[Begin Data section]

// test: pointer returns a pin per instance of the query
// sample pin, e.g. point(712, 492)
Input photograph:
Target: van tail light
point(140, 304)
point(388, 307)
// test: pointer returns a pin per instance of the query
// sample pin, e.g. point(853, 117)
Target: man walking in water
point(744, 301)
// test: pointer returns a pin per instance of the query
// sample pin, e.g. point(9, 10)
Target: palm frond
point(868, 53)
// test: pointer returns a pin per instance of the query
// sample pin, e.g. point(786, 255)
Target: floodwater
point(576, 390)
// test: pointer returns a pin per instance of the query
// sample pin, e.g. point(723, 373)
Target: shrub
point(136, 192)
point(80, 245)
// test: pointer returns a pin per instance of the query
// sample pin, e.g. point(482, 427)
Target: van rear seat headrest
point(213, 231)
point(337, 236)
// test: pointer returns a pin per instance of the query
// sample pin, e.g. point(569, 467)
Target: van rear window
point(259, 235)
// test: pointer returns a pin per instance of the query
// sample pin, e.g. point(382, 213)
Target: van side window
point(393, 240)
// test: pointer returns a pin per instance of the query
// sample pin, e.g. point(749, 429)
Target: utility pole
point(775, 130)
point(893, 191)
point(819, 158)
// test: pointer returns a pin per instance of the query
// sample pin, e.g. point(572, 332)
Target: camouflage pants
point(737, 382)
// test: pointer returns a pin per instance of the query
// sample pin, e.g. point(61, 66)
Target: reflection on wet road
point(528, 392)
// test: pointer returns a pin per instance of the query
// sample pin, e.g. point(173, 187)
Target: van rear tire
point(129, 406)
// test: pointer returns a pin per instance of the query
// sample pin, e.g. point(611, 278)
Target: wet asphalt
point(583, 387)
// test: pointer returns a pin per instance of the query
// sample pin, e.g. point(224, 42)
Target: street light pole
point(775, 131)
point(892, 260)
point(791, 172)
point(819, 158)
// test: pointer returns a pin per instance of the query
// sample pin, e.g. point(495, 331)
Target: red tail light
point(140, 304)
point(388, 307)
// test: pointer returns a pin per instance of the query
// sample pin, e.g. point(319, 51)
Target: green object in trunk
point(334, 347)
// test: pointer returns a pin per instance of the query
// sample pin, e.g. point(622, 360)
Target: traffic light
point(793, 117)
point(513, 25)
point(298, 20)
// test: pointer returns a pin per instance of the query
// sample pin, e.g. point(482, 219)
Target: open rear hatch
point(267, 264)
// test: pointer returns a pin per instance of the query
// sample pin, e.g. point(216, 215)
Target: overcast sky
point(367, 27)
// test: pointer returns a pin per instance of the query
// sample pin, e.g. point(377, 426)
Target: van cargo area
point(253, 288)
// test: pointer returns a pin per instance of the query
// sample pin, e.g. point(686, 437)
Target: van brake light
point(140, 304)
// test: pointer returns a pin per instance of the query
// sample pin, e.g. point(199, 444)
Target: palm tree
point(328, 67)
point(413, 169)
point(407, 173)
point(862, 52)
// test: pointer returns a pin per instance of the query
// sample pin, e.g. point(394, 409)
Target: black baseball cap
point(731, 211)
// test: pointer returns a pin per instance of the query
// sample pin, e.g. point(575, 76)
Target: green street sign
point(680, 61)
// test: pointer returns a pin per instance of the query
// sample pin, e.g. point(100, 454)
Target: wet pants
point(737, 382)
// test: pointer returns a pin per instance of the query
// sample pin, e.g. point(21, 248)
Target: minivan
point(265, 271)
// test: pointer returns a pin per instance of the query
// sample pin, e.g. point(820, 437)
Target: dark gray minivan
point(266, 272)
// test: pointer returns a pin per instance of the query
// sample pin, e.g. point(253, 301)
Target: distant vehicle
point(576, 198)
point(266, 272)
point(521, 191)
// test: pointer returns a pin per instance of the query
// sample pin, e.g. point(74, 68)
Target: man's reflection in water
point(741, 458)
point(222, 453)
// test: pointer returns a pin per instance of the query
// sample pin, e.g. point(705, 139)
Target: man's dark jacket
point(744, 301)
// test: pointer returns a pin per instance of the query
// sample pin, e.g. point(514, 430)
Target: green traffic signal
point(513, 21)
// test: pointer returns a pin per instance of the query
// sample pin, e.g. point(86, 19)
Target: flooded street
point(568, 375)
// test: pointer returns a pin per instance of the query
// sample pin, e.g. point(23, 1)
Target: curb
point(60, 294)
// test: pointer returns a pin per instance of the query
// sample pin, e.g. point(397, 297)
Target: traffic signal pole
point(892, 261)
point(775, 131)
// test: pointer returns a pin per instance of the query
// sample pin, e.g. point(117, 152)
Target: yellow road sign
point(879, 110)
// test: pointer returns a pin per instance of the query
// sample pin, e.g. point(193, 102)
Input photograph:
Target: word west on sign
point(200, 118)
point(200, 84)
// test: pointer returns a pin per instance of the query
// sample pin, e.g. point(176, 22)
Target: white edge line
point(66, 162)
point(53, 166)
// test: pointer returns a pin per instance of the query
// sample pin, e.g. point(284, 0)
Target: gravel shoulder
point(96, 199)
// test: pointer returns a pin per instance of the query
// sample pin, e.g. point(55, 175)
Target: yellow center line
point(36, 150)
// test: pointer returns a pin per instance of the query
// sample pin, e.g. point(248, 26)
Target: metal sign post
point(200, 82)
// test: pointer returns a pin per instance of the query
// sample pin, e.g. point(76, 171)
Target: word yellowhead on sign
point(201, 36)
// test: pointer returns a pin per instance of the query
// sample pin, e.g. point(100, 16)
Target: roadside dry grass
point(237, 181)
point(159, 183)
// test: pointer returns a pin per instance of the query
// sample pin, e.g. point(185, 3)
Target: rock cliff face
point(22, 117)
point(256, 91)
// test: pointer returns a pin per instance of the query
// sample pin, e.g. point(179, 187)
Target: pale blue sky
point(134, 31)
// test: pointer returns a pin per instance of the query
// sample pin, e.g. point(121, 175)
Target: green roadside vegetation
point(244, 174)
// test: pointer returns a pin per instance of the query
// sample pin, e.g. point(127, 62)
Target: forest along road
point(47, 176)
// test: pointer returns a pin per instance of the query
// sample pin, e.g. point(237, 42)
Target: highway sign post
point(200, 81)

[End Data section]

**Exercise brief:** Reproduce the material above verbatim, from start to end.

**Solution:**
// test: pointer returns a pin per instance of the query
// sample pin, e.g. point(712, 492)
Input photograph:
Target: van tail light
point(140, 304)
point(388, 307)
// test: pointer returns a pin per instance of the query
// sample pin, e.g. point(853, 117)
Target: man walking in water
point(744, 301)
// test: pointer returns a pin per instance of the query
// sample pin, e.g. point(9, 10)
Target: palm frond
point(868, 53)
// test: pointer returns a pin per instance of the query
// sample pin, e.g. point(786, 255)
Target: floodwater
point(576, 390)
// test: pointer returns a pin per instance of the query
// sample pin, e.g. point(723, 373)
Target: shrub
point(136, 192)
point(80, 245)
// test: pointer returns a pin per instance of the query
// sample pin, e.g. point(482, 427)
Target: van rear seat headrest
point(213, 231)
point(337, 236)
// test: pointer returns a pin per instance of the query
// sample pin, e.g. point(569, 467)
Target: van rear window
point(259, 235)
// test: pointer returns a pin per instance of the query
// sample pin, e.g. point(382, 213)
Target: van side window
point(393, 240)
// test: pointer returns a pin per instance of the query
// sample pin, e.g. point(749, 429)
Target: utility pole
point(775, 130)
point(893, 191)
point(819, 158)
// test: pointer returns a pin per instance of the query
// sample pin, e.g. point(572, 332)
Target: camouflage pants
point(737, 382)
// test: pointer returns a pin per instance of the query
// sample pin, e.g. point(61, 66)
Target: reflection on wet road
point(528, 392)
// test: pointer returns a pin per instance of the query
// sample pin, e.g. point(173, 187)
Target: van rear tire
point(129, 406)
// test: pointer returns a pin per instance of the query
// sample pin, e.g. point(611, 278)
Target: wet asphalt
point(583, 387)
// test: pointer returns a pin per instance of the query
// sample pin, e.g. point(224, 42)
Target: street light pole
point(775, 131)
point(892, 260)
point(791, 172)
point(819, 158)
// test: pointer returns a pin per instance of the query
// sample pin, e.g. point(495, 331)
Target: red tail light
point(140, 304)
point(388, 307)
// test: pointer returns a pin per instance of the query
// sample pin, e.g. point(319, 51)
Target: green object in trunk
point(334, 347)
// test: pointer returns a pin per instance of the query
// sample pin, e.g. point(622, 360)
Target: traffic light
point(793, 117)
point(513, 25)
point(298, 20)
// test: pointer returns a pin per instance of the query
// sample pin, e.g. point(482, 219)
Target: open rear hatch
point(267, 264)
// test: pointer returns a pin per instance of the query
// sample pin, e.g. point(216, 215)
Target: overcast sky
point(367, 27)
// test: pointer returns a pin per instance of the query
// sample pin, e.g. point(377, 426)
Target: van cargo area
point(253, 288)
// test: pointer returns a pin per instance of the query
// sample pin, e.g. point(686, 437)
Target: van brake light
point(140, 304)
// test: pointer returns a pin per instance of the query
// sample pin, e.g. point(199, 444)
Target: palm tree
point(328, 67)
point(413, 169)
point(407, 173)
point(862, 52)
// test: pointer returns a pin per instance of the query
// sample pin, e.g. point(394, 409)
Target: black baseball cap
point(731, 211)
// test: pointer returns a pin per instance of the query
// sample pin, e.g. point(575, 76)
Target: green street sign
point(680, 61)
// test: pointer returns a pin per instance of the query
// sample pin, e.g. point(100, 454)
Target: wet pants
point(737, 382)
// test: pointer returns a pin per instance of the query
// sample pin, e.g. point(21, 248)
Target: minivan
point(265, 271)
// test: pointer returns a pin per instance of the query
// sample pin, e.g. point(820, 437)
Target: dark gray minivan
point(266, 272)
// test: pointer returns a pin per instance of the query
// sample pin, e.g. point(253, 301)
Target: distant vehicle
point(576, 198)
point(266, 272)
point(521, 191)
// test: pointer returns a pin per instance of the query
// sample pin, e.g. point(74, 68)
Target: man's reflection in water
point(741, 458)
point(222, 453)
// test: pointer returns a pin per instance of the query
// sample pin, e.g. point(705, 139)
Target: man's dark jacket
point(744, 301)
// test: pointer returns a pin per instance of the query
// sample pin, e.g. point(514, 430)
Target: green traffic signal
point(513, 21)
// test: pointer returns a pin per instance of the query
// sample pin, e.g. point(86, 19)
Target: flooded street
point(568, 375)
// test: pointer returns a pin per instance of the query
// sample pin, e.g. point(23, 1)
Target: curb
point(60, 294)
// test: pointer returns a pin per instance of the query
// sample pin, e.g. point(397, 297)
Target: traffic signal pole
point(892, 261)
point(775, 131)
// test: pointer returns a pin per instance of the query
// sample pin, e.g. point(117, 152)
Target: yellow road sign
point(879, 110)
// test: pointer returns a pin per instance of the query
// sample pin, e.g. point(193, 102)
Input photograph:
Target: word west on sign
point(200, 118)
point(200, 84)
// test: pointer returns a pin per instance of the query
// sample pin, e.g. point(176, 22)
Target: white edge line
point(66, 162)
point(53, 166)
// test: pointer returns a pin per instance of the query
// sample pin, e.g. point(284, 0)
Target: gravel shoulder
point(96, 199)
// test: pointer returns a pin per instance of the query
// sample pin, e.g. point(55, 175)
Target: yellow center line
point(36, 150)
// test: pointer returns a pin per instance of the query
// sample pin, e.g. point(248, 26)
Target: metal sign post
point(200, 82)
// test: pointer returns a pin per instance of the query
// sample pin, e.g. point(76, 171)
Target: word yellowhead on sign
point(201, 36)
// test: pointer returns a pin per instance of the query
// sample pin, e.g. point(100, 16)
Target: roadside dry grass
point(237, 181)
point(159, 183)
// test: pointer returns a pin per instance of the query
// sample pin, e.g. point(185, 3)
Target: rock cliff face
point(22, 117)
point(256, 91)
// test: pointer returns a pin per instance of the query
// sample pin, e.g. point(179, 187)
Target: pale blue sky
point(134, 31)
// test: pointer returns a pin per instance of the query
// sample pin, e.g. point(121, 175)
Target: green roadside vegetation
point(244, 174)
// test: pointer returns a pin per instance of the query
// sample pin, e.g. point(127, 62)
Target: forest along road
point(47, 176)
// test: pointer returns a pin per instance of the query
// sample pin, e.g. point(237, 42)
Target: highway sign post
point(200, 81)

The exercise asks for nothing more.